EXERCISE REQUIREMENTS:
To complete the exercise, repeat every record exactly as it stands.

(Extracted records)
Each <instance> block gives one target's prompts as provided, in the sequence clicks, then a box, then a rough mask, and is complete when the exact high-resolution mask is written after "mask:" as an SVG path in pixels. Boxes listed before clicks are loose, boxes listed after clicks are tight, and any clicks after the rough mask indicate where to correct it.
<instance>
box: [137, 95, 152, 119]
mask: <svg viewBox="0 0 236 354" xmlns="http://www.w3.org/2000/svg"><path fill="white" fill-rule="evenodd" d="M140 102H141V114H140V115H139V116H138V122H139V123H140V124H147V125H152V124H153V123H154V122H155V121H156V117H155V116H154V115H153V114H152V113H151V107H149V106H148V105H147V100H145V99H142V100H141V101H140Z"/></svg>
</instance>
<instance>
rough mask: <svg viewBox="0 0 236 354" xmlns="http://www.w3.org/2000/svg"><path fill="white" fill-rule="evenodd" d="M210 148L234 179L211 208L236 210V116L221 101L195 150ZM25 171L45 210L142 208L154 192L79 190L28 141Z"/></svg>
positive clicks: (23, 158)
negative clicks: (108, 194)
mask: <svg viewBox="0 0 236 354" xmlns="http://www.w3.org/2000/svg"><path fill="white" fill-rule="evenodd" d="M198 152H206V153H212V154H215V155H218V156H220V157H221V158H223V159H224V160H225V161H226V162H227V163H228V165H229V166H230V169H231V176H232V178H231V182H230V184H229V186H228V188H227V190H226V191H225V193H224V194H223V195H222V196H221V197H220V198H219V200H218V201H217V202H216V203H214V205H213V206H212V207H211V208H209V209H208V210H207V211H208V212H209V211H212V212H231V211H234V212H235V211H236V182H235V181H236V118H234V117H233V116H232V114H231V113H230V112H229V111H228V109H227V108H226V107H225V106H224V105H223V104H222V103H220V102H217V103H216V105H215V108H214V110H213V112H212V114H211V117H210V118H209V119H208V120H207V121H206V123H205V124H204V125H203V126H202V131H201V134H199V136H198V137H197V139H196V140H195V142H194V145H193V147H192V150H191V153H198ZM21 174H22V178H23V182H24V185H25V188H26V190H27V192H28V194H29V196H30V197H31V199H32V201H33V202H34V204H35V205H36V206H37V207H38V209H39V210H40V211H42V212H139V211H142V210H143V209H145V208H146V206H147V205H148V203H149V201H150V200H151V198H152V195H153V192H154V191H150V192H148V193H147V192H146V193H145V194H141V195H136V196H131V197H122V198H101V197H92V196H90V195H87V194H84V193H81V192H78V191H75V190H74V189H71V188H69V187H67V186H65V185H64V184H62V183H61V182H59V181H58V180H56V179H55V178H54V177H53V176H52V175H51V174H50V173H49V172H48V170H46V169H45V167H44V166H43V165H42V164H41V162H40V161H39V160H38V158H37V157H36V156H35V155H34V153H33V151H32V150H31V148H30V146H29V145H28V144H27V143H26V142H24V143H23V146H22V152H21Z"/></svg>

EXPECTED OUTPUT:
Each <instance> block gives one target's prompts as provided, in the sequence clicks, then a box, then a rough mask, and is complete when the exact high-resolution mask is written after "mask:" as an SVG path in pixels. Boxes listed before clicks are loose, boxes listed after clicks are tight, and any clicks after the rough mask indicate where to correct it.
<instance>
box: [137, 95, 152, 119]
mask: <svg viewBox="0 0 236 354" xmlns="http://www.w3.org/2000/svg"><path fill="white" fill-rule="evenodd" d="M140 102H141V114H140V115H139V116H138V122H139V123H140V124H147V125H152V124H153V123H154V122H155V121H156V117H155V116H154V115H153V114H152V113H151V107H149V106H148V105H147V100H145V99H142V100H141V101H140Z"/></svg>
</instance>
<instance>
rough mask: <svg viewBox="0 0 236 354" xmlns="http://www.w3.org/2000/svg"><path fill="white" fill-rule="evenodd" d="M210 148L234 179L211 208L236 210V116L221 101L195 150ZM25 171L45 210L142 208L154 192L79 190L28 141Z"/></svg>
positive clicks: (23, 158)
negative clicks: (108, 194)
mask: <svg viewBox="0 0 236 354" xmlns="http://www.w3.org/2000/svg"><path fill="white" fill-rule="evenodd" d="M198 152H206V153H212V154H215V155H218V156H220V157H221V158H223V159H224V160H225V161H226V162H227V163H228V165H229V166H230V169H231V176H232V178H231V182H230V184H229V186H228V188H227V190H226V191H225V193H224V194H223V195H222V196H221V197H220V198H219V200H218V201H217V202H216V203H214V205H213V206H212V207H211V208H209V209H208V210H207V211H208V212H209V211H212V212H231V211H234V212H235V211H236V182H235V181H236V118H234V117H233V116H232V114H231V113H230V112H229V111H228V109H227V108H226V107H225V106H224V105H223V104H222V103H220V102H217V103H216V105H215V108H214V110H213V112H212V114H211V117H210V118H209V119H208V120H207V121H206V123H205V124H204V125H203V126H202V131H201V134H199V136H198V137H197V139H196V140H195V142H194V145H193V147H192V150H191V153H198ZM21 174H22V178H23V182H24V185H25V188H26V190H27V192H28V194H29V196H30V197H31V199H32V201H33V202H34V204H35V205H36V206H37V207H38V209H39V210H40V211H42V212H139V211H142V210H143V209H145V208H146V206H147V205H148V203H149V201H150V200H151V198H152V195H153V192H154V191H150V192H148V193H147V192H146V193H145V194H141V195H136V196H131V197H122V198H101V197H92V196H90V195H87V194H84V193H81V192H78V191H75V190H74V189H71V188H69V187H67V186H65V185H64V184H62V183H61V182H59V181H58V180H56V179H55V178H54V177H53V176H52V175H51V174H50V173H49V172H48V170H46V169H45V167H44V166H43V165H42V164H41V162H40V161H39V160H38V158H37V157H36V156H35V155H34V153H33V151H32V150H31V148H30V146H29V145H28V144H27V143H26V142H24V143H23V146H22V152H21Z"/></svg>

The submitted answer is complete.